[Start of Attachment]
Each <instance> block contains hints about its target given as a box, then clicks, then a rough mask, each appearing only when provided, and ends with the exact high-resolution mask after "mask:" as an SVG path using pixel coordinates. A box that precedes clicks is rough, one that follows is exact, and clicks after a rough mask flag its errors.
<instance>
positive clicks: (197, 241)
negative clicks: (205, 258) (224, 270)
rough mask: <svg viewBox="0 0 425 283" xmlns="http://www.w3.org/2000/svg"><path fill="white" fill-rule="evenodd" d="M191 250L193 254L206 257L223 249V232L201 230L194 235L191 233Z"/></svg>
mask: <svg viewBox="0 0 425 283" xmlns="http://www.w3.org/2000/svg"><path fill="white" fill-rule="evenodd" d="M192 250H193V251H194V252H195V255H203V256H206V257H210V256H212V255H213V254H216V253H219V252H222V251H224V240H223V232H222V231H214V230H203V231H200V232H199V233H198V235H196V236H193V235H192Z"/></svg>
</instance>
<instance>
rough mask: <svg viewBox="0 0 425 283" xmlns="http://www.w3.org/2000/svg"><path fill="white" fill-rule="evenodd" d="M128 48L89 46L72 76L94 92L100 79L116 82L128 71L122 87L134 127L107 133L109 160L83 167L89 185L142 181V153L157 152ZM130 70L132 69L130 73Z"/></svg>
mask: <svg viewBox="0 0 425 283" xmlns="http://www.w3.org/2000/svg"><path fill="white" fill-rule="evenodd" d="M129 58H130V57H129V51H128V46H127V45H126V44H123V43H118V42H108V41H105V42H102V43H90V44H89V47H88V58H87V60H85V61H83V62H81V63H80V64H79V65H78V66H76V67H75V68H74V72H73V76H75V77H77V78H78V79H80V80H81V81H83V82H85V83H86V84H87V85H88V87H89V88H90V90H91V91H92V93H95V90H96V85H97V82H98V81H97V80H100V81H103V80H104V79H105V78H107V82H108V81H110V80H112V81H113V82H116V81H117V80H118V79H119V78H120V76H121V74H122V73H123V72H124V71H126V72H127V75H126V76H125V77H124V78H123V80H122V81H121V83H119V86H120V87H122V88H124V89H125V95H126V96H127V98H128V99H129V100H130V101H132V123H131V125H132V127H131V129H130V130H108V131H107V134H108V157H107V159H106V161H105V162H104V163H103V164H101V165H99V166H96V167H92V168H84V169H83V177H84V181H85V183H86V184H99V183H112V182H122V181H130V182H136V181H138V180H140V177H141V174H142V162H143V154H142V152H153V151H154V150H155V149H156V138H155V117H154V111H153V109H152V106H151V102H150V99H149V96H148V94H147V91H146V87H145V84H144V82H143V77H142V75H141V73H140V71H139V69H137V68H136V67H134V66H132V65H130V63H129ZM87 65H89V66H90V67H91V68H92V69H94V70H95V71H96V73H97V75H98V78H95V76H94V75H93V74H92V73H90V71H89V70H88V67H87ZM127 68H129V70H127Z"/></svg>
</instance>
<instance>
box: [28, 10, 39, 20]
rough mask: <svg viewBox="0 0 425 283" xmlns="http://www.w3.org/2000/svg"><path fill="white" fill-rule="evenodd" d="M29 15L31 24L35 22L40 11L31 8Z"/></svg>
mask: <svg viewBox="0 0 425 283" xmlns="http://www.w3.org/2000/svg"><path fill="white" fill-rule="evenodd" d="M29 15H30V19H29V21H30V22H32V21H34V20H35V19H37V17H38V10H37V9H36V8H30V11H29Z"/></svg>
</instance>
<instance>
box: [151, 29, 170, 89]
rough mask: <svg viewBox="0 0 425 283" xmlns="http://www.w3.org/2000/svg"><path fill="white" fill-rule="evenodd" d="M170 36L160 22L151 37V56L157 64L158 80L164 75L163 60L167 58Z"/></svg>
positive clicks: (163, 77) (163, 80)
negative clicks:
[End of Attachment]
● **Exercise details**: Note how many lines of the material contain the string "negative". Then report that number by itself.

● **Reply to the task**: 2